For the entries below, repeat exactly each line starting with the one that contains "One marker for each instance of the forest." and going on through the one that contains "One marker for each instance of the mounted", and no others.

◆ DATA TO EXAMINE ◆
%%
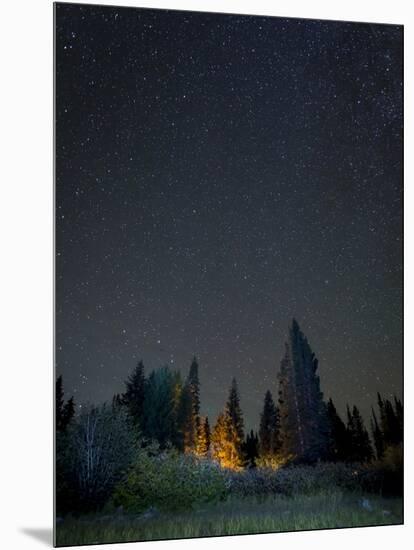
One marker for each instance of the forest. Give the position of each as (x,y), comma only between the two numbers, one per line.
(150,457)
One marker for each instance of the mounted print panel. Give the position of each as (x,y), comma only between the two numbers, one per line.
%%
%%
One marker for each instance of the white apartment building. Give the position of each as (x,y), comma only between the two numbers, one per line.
%%
%%
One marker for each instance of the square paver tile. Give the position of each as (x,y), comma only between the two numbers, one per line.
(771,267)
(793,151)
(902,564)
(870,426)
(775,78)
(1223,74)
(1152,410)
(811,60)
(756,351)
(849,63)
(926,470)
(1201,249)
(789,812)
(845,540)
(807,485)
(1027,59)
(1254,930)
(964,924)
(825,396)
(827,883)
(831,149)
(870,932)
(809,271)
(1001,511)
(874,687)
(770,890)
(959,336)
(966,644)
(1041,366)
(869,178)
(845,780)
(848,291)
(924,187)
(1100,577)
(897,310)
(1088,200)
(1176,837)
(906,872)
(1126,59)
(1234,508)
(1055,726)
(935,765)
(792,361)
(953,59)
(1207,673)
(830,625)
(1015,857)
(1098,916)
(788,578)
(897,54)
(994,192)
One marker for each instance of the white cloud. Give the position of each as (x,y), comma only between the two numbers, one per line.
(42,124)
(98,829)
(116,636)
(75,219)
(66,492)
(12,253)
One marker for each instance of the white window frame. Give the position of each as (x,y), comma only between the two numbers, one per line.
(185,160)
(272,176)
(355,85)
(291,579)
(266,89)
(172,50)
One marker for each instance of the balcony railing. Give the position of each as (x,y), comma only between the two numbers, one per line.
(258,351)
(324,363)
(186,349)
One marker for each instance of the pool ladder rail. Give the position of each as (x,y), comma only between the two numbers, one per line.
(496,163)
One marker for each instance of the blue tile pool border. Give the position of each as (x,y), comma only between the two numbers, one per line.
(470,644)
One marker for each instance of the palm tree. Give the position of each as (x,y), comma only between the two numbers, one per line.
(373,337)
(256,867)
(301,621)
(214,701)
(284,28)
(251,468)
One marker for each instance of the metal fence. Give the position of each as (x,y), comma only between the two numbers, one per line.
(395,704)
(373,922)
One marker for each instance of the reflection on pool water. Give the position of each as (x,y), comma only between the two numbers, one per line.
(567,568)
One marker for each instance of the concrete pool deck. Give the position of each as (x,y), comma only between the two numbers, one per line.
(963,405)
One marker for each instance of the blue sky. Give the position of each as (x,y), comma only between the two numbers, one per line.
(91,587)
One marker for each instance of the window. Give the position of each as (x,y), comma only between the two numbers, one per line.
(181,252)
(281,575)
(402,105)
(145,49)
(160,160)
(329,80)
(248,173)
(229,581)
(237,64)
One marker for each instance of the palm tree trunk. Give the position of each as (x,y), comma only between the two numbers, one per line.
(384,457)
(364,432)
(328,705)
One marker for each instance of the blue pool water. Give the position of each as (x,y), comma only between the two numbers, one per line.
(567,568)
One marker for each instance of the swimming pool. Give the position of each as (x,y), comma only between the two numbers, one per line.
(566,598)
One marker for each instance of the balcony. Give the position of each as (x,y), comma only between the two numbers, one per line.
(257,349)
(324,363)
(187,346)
%%
◆ EXERCISE RESPONSE ◆
One marker for each instance of the forest. Give the position of each as (x,y), comma only between the two numbers, one per line.
(150,457)
One marker for each instance of the mounted print panel. Give the position of each as (x,y), comma only between the two numbers, one per line.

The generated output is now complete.